> _Task directions_:
Below are records; how many of their lines contain "hand"? Answer with only the number.

+++

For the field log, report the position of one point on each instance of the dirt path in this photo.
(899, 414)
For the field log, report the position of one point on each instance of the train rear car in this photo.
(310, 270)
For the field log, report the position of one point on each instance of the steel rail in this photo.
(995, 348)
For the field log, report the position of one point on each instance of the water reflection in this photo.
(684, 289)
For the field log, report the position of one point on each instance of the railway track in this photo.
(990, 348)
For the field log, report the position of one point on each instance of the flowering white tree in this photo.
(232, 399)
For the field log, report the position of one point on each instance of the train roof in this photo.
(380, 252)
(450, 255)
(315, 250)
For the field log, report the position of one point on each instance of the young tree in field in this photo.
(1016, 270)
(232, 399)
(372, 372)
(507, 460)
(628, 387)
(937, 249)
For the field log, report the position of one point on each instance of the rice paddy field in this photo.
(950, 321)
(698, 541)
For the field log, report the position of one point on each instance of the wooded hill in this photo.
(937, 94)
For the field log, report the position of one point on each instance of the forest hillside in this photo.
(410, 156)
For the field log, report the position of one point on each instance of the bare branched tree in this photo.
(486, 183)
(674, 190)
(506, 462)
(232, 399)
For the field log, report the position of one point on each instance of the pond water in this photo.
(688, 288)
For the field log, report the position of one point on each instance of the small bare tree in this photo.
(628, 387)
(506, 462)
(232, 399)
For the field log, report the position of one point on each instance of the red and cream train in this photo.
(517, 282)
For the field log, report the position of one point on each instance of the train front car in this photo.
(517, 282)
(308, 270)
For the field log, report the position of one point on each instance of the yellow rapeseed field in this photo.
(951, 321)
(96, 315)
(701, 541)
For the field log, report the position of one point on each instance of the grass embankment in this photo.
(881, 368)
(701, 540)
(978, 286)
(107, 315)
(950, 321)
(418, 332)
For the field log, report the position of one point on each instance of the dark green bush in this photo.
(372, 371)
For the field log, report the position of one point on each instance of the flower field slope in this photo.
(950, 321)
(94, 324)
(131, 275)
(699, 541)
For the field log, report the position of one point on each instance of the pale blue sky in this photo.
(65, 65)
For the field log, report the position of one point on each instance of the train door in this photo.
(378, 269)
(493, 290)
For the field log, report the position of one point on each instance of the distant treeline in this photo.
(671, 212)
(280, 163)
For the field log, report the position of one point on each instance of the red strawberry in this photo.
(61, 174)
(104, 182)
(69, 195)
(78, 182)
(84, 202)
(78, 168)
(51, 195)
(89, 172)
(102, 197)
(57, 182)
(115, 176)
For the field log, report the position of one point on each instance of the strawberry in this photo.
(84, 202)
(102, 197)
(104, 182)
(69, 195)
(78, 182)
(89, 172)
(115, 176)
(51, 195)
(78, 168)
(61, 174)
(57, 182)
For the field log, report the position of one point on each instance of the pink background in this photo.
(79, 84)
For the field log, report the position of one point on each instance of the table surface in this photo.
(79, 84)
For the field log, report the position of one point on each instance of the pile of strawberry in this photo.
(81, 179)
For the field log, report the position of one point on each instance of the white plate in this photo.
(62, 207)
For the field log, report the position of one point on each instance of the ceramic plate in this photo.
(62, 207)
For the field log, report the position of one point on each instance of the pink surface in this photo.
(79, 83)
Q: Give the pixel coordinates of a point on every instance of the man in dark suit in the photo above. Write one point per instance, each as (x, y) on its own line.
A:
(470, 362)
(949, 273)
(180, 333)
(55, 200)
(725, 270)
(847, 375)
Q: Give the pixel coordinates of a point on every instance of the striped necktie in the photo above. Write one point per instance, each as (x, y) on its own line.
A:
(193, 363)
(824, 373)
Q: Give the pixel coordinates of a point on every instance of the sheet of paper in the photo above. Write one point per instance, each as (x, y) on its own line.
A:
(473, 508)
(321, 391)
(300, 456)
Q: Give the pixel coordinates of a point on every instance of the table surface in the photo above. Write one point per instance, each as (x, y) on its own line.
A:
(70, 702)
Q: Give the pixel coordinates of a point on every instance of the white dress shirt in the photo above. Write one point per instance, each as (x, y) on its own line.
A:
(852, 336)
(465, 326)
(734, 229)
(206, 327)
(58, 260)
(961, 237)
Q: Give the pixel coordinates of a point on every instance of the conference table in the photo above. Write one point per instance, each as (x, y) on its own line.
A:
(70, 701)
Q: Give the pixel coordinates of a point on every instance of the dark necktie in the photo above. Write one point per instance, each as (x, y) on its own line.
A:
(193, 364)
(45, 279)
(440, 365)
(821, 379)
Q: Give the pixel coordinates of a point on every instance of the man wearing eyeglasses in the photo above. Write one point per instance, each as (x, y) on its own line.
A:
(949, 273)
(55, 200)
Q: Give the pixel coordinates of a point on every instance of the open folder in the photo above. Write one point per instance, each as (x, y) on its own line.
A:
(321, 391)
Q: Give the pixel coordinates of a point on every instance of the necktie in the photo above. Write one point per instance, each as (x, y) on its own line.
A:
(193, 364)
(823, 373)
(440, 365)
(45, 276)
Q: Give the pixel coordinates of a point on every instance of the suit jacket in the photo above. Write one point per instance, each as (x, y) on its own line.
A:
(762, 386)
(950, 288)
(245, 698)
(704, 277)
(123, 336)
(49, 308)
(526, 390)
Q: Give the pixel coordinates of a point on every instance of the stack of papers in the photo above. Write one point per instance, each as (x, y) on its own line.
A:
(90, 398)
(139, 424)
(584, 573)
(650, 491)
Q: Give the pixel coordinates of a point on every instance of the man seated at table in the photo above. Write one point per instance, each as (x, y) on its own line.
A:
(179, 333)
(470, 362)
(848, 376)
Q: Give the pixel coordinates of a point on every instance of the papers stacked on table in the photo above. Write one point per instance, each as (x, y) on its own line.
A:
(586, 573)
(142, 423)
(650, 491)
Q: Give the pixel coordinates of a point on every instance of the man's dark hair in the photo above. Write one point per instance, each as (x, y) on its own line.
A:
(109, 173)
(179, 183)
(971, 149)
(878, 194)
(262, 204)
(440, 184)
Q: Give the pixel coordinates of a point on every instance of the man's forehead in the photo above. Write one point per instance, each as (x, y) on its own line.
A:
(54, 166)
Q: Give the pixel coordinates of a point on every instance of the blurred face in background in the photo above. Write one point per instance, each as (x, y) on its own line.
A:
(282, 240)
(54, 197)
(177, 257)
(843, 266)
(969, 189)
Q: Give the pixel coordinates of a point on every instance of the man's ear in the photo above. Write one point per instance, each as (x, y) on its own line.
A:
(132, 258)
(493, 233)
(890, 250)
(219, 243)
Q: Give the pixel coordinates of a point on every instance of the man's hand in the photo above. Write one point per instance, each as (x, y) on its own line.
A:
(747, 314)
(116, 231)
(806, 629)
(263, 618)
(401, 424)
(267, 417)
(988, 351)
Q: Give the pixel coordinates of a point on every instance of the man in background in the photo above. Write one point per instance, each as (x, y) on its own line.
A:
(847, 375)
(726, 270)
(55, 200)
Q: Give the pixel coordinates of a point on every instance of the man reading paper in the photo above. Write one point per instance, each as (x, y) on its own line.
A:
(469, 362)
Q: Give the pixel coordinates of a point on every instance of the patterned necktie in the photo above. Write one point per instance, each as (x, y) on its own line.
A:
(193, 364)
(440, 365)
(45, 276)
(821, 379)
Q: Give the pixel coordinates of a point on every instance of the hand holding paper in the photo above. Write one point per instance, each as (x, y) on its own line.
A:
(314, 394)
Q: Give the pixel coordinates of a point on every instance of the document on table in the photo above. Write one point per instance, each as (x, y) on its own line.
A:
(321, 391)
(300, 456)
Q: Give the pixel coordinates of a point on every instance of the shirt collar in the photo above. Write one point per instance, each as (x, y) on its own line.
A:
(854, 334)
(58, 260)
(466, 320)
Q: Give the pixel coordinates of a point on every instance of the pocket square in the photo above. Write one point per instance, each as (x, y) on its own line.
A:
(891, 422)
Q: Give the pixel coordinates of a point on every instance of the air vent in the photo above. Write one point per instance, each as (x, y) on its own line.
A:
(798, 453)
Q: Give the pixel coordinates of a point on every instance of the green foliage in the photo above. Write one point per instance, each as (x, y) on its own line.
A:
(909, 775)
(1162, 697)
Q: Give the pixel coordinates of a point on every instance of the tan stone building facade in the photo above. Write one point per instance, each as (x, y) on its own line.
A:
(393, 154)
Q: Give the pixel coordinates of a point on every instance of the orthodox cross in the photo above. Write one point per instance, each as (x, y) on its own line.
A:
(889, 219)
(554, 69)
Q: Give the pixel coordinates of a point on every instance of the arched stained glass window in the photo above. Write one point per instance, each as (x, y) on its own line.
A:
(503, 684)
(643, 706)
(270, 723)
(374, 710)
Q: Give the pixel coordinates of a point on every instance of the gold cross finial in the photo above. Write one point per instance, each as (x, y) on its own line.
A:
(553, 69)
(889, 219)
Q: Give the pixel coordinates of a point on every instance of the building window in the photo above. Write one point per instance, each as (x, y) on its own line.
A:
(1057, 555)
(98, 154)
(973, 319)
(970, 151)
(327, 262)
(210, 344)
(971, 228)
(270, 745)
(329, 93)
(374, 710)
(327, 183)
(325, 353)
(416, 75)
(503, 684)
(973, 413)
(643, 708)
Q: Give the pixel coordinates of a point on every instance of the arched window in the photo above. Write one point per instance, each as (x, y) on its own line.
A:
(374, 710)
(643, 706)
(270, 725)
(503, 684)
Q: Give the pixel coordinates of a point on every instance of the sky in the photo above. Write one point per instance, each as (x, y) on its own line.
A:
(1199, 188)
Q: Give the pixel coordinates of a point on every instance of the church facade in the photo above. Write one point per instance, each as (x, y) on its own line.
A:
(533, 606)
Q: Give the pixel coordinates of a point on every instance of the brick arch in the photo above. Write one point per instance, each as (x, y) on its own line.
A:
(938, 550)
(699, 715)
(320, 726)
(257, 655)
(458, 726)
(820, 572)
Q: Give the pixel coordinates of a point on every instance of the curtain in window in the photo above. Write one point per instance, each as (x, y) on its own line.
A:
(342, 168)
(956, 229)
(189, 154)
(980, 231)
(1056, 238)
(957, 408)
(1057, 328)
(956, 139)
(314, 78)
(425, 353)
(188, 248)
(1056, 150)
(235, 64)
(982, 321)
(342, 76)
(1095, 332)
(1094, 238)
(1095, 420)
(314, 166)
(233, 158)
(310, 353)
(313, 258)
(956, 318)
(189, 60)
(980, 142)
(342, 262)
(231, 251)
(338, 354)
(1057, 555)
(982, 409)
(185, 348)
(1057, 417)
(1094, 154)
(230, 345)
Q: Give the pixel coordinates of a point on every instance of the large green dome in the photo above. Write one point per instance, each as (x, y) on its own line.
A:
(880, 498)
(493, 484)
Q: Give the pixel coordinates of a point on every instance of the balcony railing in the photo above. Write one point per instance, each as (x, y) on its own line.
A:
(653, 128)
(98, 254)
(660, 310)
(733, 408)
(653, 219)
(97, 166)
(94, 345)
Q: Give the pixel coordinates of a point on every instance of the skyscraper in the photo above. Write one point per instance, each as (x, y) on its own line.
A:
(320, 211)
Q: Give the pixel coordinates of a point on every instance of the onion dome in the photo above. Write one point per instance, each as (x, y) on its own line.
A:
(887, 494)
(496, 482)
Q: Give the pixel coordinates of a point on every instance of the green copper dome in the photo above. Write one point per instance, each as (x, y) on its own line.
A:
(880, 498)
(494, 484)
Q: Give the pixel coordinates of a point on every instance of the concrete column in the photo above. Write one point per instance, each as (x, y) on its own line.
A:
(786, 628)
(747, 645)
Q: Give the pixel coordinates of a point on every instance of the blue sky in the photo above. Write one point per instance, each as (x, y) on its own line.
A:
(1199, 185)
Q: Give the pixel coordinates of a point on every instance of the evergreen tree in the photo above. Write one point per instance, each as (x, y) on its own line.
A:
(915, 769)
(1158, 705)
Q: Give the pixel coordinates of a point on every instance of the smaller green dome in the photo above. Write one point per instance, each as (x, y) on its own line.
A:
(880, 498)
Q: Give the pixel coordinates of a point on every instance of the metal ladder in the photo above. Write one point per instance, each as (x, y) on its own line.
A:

+++

> _Your solution_:
2